== Data excerpts ==
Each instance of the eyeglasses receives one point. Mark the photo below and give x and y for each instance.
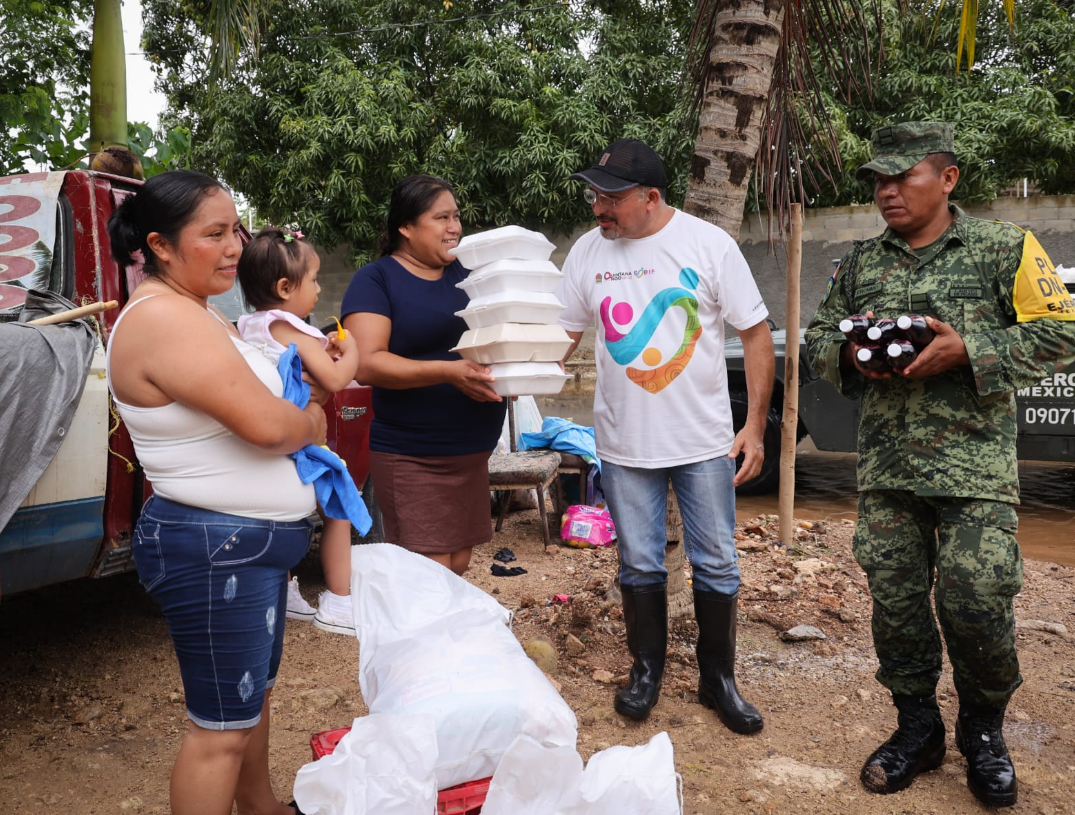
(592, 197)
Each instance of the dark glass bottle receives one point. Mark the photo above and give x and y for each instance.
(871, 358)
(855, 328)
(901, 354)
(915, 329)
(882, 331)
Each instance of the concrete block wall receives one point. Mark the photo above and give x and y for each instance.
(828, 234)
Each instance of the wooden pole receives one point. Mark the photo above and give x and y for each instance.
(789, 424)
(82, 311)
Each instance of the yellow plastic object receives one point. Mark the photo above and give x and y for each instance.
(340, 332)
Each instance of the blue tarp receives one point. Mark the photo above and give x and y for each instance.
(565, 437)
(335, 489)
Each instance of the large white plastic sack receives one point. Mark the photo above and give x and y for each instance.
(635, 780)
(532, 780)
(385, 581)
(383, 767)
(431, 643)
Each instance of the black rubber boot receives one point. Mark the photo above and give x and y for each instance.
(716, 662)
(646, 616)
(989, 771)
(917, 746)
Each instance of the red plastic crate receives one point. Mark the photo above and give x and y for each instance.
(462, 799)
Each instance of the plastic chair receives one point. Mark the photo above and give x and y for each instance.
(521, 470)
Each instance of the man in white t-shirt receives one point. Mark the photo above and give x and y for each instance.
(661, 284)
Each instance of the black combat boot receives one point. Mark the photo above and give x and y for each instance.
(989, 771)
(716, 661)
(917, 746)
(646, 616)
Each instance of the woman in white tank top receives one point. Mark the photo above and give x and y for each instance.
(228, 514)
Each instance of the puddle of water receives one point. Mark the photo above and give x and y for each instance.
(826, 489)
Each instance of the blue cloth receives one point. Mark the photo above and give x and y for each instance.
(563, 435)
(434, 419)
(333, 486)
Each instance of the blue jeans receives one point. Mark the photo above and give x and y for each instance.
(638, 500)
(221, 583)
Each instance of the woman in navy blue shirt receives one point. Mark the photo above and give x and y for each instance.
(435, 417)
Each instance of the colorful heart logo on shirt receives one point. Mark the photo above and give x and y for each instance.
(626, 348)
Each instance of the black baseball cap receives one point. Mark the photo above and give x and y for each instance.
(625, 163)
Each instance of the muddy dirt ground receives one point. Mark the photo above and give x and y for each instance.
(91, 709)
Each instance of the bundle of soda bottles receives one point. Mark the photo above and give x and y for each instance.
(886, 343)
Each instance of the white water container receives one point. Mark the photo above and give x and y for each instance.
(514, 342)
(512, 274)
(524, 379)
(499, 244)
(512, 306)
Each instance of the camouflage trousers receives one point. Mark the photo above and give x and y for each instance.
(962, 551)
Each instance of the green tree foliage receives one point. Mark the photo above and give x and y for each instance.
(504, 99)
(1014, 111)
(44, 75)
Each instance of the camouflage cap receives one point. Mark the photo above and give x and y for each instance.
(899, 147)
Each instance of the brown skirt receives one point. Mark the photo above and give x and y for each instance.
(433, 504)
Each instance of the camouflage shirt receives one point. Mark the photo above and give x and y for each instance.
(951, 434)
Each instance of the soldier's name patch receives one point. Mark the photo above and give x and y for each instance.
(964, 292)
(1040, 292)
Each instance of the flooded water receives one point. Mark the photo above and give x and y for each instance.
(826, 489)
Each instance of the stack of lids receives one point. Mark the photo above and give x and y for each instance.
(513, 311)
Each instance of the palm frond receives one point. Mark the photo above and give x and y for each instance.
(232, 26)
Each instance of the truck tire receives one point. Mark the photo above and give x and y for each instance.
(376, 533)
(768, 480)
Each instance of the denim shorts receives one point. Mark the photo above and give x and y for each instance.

== Exercise requirements ==
Give all the rows above again with "receives one point" replaced by "gets a single point" wherever it appears, changing nothing else. Leave the pictures out.

== Full answer ==
Each instance of the eyeglasses gets a single point. Mark the photo below and give x and y for each instance.
(592, 197)
Each instance of the dark glass bottle gets a single point. Mark the photo above and give x and y for each instance.
(871, 358)
(855, 328)
(901, 354)
(915, 329)
(882, 331)
Each instance of the concrete block wall gets a single point. Mark the photo above and give x and y for each instance.
(828, 234)
Each instance of the wooden pole gets a single point. Mark the photo above and give x and y for each instance.
(789, 424)
(82, 311)
Each instance of the yellow plastic object gets a single point. Mark the photo above and give x and y for each instance.
(340, 332)
Each instance of the blue tarp gets a single point. Mark the photo above and give x and y for each instance.
(565, 437)
(335, 489)
Each instance of the large white plastic sack gets a single point. Mark the photo above and give x and y for each instance.
(635, 780)
(532, 780)
(385, 581)
(383, 767)
(431, 643)
Each instance of the black rubber boot gets a single point. Mark the photo above and give x and y for each instance.
(716, 662)
(646, 616)
(989, 771)
(917, 746)
Each instance of the red plastic crate gets a single point. Mark the photo above and give x and y for each instance.
(462, 799)
Each instance of the plastic chair gets a single point. Mark the photo above and give x and y for each instance.
(521, 470)
Each instance of the man in white t-shirt gets a single point. Mark the photo above and give x and y for each instance.
(661, 284)
Each instance of the black combat boot gets a single point. Mark the photo above and give x and y for each instance.
(989, 771)
(716, 661)
(917, 746)
(646, 616)
Each instance of the woman in white tank top gets a single point. Mark the photo above and give x and y for each instance.
(228, 514)
Each instance of the puddle of water gets a single point. Mark the photo above and give x and y for each instance.
(826, 489)
Each instance of the blue cloth gets a single point. Mark the photo above and give x and y for each instance.
(563, 435)
(434, 419)
(333, 486)
Each instance of the blue jeans gets a single point. Mark the photo above and give x and y for each instance.
(638, 500)
(221, 583)
Each instance of the woman in navy blue shirt gets a single point. Mark the photo above and give x and y for each instance.
(435, 417)
Each instance of the colorful heart logo on shirt gets a single point. Mark the photo above and give x and y for each instance.
(626, 348)
Each instance of the black baseball cap gets a single point. Mark the photo above and give x and y for each instance.
(625, 163)
Each instance of the muddy dirt ground gets a single point. Mark the photo above and give x and y for each instance.
(91, 709)
Each instance of the bundle of soda bottles gets a single point. Mark the photo above and give x and y for each instance.
(886, 343)
Each instance of the white water container gets a single point. Mark the photo above and give x and y for each instance.
(514, 342)
(512, 274)
(524, 379)
(499, 244)
(512, 306)
Each instance of the camouflage trousers gets a single point. Mark the photo above and give x and y for each instance.
(962, 551)
Each instance of the green tree foliage gets a single point. Mark the photo above and give x and y for each instance.
(504, 99)
(1014, 111)
(44, 75)
Each instance of the camouflage cap gets a single point. Mark the photo above and give x and y for each instance.
(899, 147)
Each instance of the brown skirt gets a single point. Mark the photo above and give x and y for each instance.
(433, 504)
Each instance of the camouflage shirt gets a single point. Mark the photo above and give x and y for each instance.
(951, 434)
Each instance of the soldier's name patch gets a single point. Mark the photo above and give x and y for each instance.
(964, 292)
(1040, 292)
Each instance of the flooded water gets a single point. Mark the photo above and give x and y for each instance.
(826, 489)
Each instance of the stack of lids gets a single point. Mark the photo above and give x and y for each instance.
(513, 311)
Each instance of the palm frond gets a single point. Mark the photo above and give x and y for each instance.
(232, 26)
Each instance of the truck tire gets a single point. Mark the photo above and give x and y for each instance.
(376, 533)
(768, 480)
Each instance of the denim shorts gets a single point. Mark the photo above and give x and y for each instance.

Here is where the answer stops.